Pointing dataset excerpts:
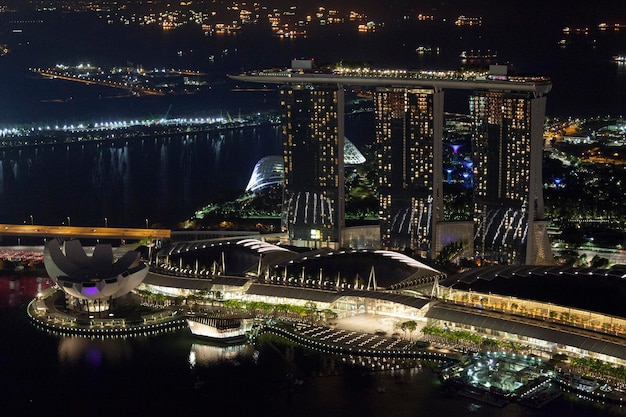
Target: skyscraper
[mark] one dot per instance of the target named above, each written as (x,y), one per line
(507,144)
(508,115)
(313,146)
(409,141)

Given task:
Shift each point in the records above by adding 103 to both its x and y coordinates, and copy every other line out unchanged. Omit the pictures from your answer.

Exercise answer:
Target: skyscraper
[mark] one dot per instance of the target named above, each written as (x,y), one per line
(610,247)
(611,218)
(416,249)
(512,244)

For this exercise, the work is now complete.